• **What is being asked**:
Of all the entries below, retype only the lines from the one with "put a marker on the lizard foot" through the one with "put a marker on the dirt surface", exactly as they appear.

(Supplied records Opens)

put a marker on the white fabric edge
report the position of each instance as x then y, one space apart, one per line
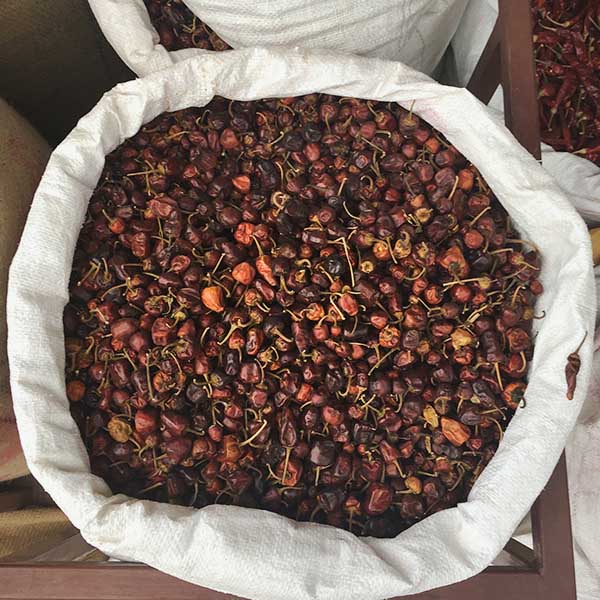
467 537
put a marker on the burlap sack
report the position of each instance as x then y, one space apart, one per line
23 157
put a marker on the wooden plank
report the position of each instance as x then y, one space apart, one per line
486 76
115 581
518 73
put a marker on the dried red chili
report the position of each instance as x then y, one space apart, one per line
312 305
566 36
572 370
179 28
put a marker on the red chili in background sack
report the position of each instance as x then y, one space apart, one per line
179 28
566 37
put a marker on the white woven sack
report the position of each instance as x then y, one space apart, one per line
416 32
253 553
577 176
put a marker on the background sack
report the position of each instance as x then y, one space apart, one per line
416 32
257 554
576 175
23 156
580 178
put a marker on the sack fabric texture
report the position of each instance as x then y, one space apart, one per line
23 156
253 553
580 180
416 32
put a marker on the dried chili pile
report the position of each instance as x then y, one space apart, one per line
567 43
312 305
179 28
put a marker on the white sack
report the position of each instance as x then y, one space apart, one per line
580 180
416 32
578 177
257 554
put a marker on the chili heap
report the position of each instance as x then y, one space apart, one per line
314 306
179 28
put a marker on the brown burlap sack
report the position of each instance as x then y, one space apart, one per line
23 157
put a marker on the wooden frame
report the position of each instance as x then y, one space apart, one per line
546 572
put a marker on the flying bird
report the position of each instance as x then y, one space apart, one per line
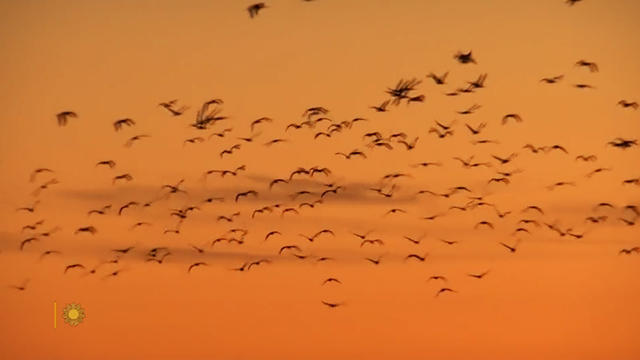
63 117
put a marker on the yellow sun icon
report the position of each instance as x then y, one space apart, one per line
73 314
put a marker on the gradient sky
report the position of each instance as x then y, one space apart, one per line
555 298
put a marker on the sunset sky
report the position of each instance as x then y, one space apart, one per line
556 297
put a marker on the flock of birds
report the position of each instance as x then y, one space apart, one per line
318 120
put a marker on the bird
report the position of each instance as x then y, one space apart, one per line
332 305
628 104
372 242
86 229
21 287
444 290
420 258
479 276
464 58
255 8
329 280
476 130
507 117
478 83
382 107
73 266
271 233
593 67
124 250
587 158
134 139
38 171
110 163
470 110
439 80
127 205
553 79
196 264
485 223
64 116
31 208
511 249
118 124
245 194
630 251
289 247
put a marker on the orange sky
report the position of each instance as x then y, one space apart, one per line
555 298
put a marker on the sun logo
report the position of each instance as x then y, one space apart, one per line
73 314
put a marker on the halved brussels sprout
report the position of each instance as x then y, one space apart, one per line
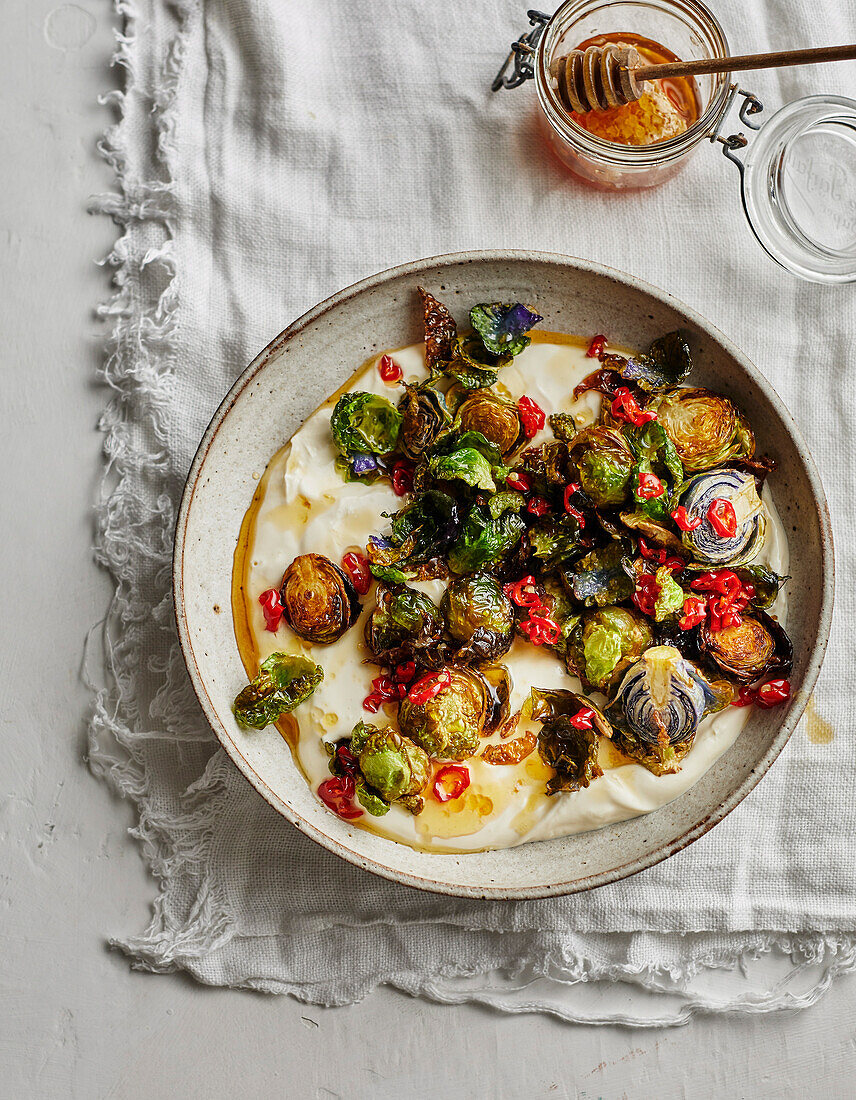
705 428
402 617
393 765
756 648
605 463
658 706
319 602
283 682
364 424
479 614
602 642
450 724
425 416
706 546
495 417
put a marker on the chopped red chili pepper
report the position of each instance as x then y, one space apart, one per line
450 782
772 693
428 686
388 370
722 518
523 593
337 794
583 718
645 593
649 486
625 407
694 612
357 568
684 520
539 629
272 609
538 506
533 416
402 479
519 481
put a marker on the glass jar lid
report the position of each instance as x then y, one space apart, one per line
799 187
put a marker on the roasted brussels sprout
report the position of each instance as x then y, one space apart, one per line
704 427
449 724
480 615
393 765
319 602
658 706
364 424
495 417
754 649
706 546
403 617
602 642
424 418
283 682
605 463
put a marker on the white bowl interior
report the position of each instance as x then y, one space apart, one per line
308 362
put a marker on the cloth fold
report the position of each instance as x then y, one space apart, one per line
267 153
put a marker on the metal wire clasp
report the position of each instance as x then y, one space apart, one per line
522 53
749 107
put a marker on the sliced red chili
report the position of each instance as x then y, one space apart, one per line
649 486
402 479
722 518
533 416
337 794
772 693
519 481
694 612
583 718
388 370
357 568
625 407
428 686
450 782
272 609
684 520
538 506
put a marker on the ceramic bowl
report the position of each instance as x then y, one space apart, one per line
311 359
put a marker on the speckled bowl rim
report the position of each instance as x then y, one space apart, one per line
790 717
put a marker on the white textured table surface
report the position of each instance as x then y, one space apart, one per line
77 1022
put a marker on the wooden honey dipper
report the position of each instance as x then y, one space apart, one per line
602 77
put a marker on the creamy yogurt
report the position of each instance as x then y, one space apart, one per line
304 506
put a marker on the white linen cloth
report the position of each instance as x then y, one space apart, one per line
267 153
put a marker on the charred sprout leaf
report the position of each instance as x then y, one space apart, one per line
503 327
562 426
450 724
479 614
667 363
364 425
670 597
319 602
440 331
403 617
704 427
283 682
424 418
571 752
604 462
600 578
496 418
604 639
393 766
484 540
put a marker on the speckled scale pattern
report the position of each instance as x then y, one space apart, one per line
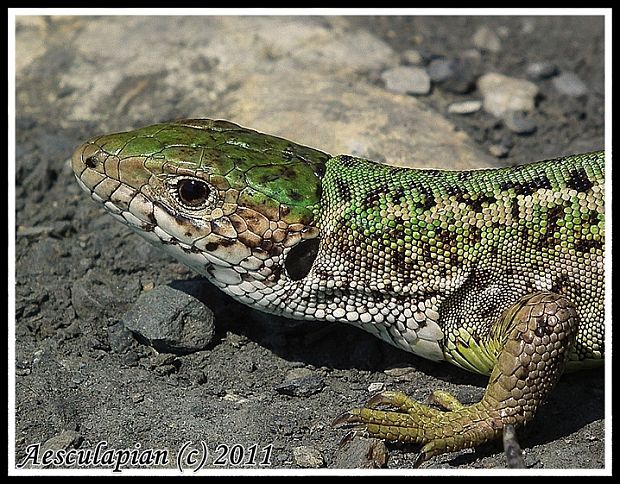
452 250
498 271
425 259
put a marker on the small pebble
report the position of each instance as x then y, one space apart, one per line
454 75
541 70
407 80
413 57
499 151
361 453
465 107
171 319
486 39
301 387
570 84
519 123
63 441
440 69
502 94
308 457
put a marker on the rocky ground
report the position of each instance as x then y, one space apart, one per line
449 92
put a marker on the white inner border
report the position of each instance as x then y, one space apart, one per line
605 12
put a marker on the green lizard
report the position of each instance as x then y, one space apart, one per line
498 271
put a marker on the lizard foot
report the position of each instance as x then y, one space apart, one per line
541 331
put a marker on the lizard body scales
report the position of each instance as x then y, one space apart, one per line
499 271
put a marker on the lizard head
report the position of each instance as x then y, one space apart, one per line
228 201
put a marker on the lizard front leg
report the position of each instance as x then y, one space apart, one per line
540 331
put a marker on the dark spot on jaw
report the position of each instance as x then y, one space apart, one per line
343 189
295 195
346 161
578 180
584 245
91 162
300 258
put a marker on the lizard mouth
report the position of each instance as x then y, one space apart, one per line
94 171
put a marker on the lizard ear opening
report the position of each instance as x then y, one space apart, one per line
300 258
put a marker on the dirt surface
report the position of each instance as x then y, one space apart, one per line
82 379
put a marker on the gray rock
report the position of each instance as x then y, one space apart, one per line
413 57
301 387
453 75
361 453
502 94
465 107
407 80
119 338
308 457
171 320
63 441
499 150
570 84
520 123
486 39
541 70
440 69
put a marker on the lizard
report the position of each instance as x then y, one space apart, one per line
499 271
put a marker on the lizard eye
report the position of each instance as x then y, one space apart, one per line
193 193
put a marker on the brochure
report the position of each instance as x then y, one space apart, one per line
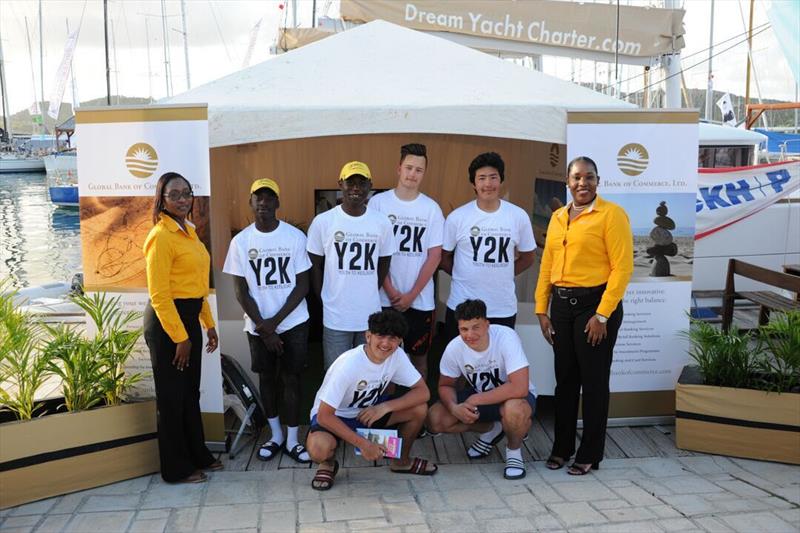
385 437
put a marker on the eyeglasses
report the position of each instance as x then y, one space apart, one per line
174 196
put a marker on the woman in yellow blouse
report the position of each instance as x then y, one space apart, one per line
177 280
587 262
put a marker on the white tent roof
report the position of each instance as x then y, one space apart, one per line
715 135
383 78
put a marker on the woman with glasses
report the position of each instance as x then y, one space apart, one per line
586 265
177 281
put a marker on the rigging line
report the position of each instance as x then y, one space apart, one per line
704 50
698 63
219 30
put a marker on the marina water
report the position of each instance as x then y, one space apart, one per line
39 242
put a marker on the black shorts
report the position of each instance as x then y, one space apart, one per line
491 412
420 331
295 351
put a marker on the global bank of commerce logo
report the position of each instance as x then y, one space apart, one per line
632 159
141 160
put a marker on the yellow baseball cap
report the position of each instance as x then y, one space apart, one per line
265 183
354 168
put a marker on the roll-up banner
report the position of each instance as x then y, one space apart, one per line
647 163
123 152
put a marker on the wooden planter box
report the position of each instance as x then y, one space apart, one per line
737 422
62 453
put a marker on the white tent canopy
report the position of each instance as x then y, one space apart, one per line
383 78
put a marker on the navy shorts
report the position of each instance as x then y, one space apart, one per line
491 413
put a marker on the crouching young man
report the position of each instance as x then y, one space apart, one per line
352 396
499 399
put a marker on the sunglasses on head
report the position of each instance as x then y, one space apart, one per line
178 195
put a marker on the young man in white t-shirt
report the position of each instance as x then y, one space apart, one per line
350 247
352 396
418 223
269 265
487 242
499 398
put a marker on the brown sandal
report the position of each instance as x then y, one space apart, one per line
325 477
417 467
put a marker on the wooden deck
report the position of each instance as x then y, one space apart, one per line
621 442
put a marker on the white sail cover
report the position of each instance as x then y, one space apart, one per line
383 78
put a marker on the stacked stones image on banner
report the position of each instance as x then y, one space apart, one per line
663 234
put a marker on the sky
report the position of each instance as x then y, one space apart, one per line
219 34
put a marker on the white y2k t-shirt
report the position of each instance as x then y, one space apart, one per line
270 263
352 247
489 369
353 382
418 225
483 260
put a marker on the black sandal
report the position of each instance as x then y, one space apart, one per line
295 453
578 469
555 462
272 447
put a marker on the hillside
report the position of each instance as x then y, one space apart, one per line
21 123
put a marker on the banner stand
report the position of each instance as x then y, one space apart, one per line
123 151
647 163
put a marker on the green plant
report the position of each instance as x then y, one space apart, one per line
113 344
23 367
781 363
74 359
726 358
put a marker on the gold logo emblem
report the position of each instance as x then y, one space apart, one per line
633 159
141 160
554 155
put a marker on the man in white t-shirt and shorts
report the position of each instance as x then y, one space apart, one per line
499 399
352 396
418 222
487 242
350 247
269 265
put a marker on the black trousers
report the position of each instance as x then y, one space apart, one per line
181 442
581 366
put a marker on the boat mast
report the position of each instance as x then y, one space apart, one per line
185 45
108 65
41 67
710 88
6 120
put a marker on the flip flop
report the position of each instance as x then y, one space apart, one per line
418 467
295 453
324 478
272 447
513 462
578 469
483 448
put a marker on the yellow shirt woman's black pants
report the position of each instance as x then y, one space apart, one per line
579 365
181 442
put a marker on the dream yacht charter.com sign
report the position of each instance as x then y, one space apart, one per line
592 27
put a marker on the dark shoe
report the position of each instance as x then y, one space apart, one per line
196 477
268 451
295 453
578 469
215 466
555 462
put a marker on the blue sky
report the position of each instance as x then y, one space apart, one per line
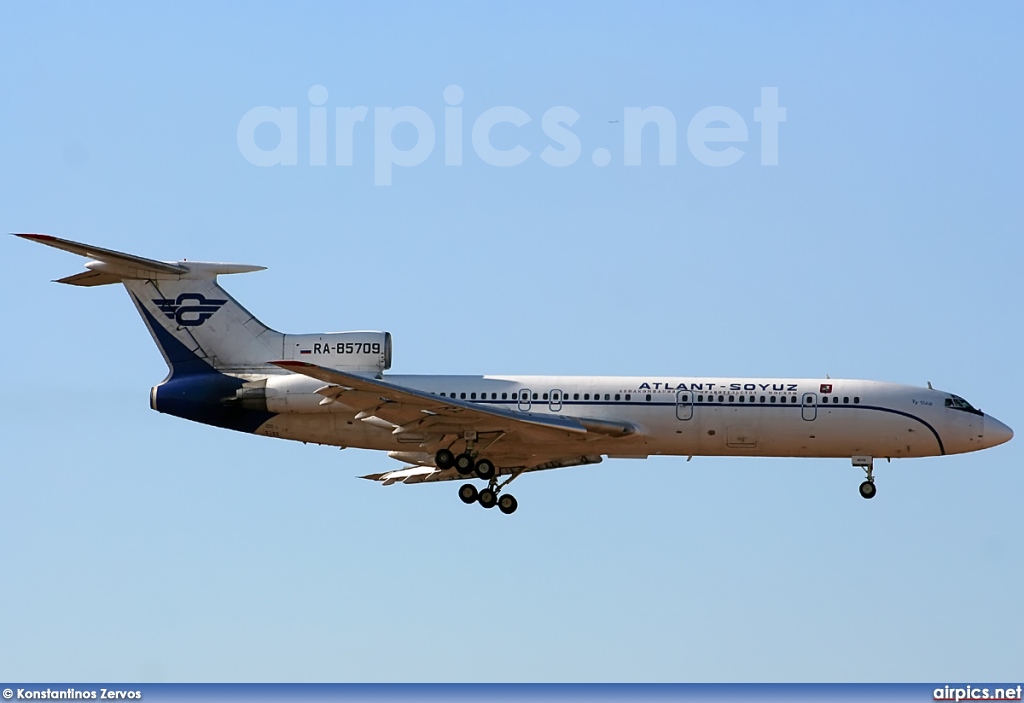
885 245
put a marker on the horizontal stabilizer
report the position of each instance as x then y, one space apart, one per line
108 266
89 278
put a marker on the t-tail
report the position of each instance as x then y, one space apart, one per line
212 345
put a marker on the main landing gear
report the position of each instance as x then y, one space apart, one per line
867 489
484 469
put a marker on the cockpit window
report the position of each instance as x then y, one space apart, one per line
957 403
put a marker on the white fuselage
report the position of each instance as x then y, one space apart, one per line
677 415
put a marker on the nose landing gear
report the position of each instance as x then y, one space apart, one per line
867 489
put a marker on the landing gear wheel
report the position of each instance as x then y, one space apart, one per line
507 504
443 458
468 493
487 498
464 464
485 470
867 489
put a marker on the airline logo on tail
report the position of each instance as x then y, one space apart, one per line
188 309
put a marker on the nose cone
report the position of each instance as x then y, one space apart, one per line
996 432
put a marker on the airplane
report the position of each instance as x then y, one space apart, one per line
228 369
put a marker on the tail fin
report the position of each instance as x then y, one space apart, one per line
198 326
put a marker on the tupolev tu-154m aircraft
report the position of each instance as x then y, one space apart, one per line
230 370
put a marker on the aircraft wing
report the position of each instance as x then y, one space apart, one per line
417 411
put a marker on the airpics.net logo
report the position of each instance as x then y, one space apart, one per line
715 135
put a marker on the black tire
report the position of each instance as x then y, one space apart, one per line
867 489
464 464
484 469
468 494
487 498
507 503
443 458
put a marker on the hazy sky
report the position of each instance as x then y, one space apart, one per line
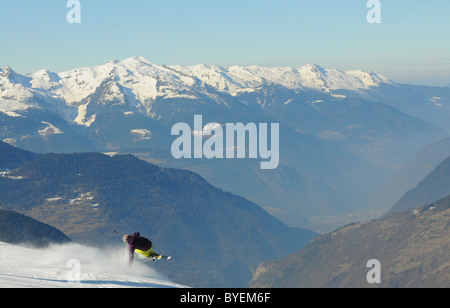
411 44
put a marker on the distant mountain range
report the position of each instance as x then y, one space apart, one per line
343 135
215 238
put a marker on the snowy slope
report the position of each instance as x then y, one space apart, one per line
53 267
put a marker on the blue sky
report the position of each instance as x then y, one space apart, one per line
411 44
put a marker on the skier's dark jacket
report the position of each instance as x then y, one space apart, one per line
135 241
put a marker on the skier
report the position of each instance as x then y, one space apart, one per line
141 245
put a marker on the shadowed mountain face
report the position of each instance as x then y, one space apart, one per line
342 134
16 228
413 248
434 186
215 238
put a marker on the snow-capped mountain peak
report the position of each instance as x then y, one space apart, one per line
138 82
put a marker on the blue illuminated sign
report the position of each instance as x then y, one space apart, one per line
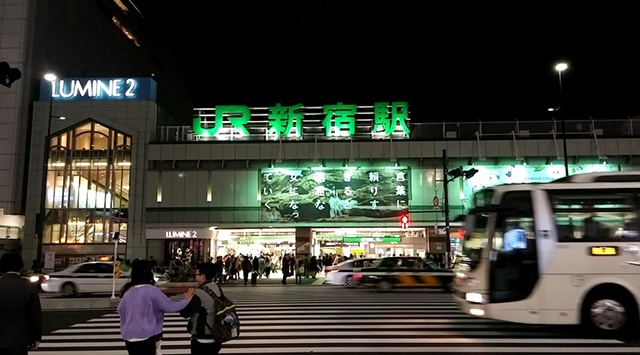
99 89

(Supplied records Closes)

• **Problem solution**:
put a marker on the lizard foot
report the position of each instance as x then y, one space apart, one per line
541 331
put a marker on the lizard body scales
report the position of each instance as x then y, one space apart, one per line
499 271
put a marker on the lizard head
report the position of each instance as x then y, one space apart, one per line
228 201
put a marker on the lizard front leg
report the position of each instance as x then y, one space apart, one per line
540 331
put a marker on the dark spot on jaw
report the position of each instance as x then y, one space apart, one per line
343 189
295 195
346 161
578 180
584 245
91 162
300 258
put a marker on the lizard mouth
report the position of each instance as x then y, one space apart, one per line
94 171
put a marker on the lizard ear opening
report the position of each instance as x then y, one space apart, one per line
300 258
put a marker on the dirt surface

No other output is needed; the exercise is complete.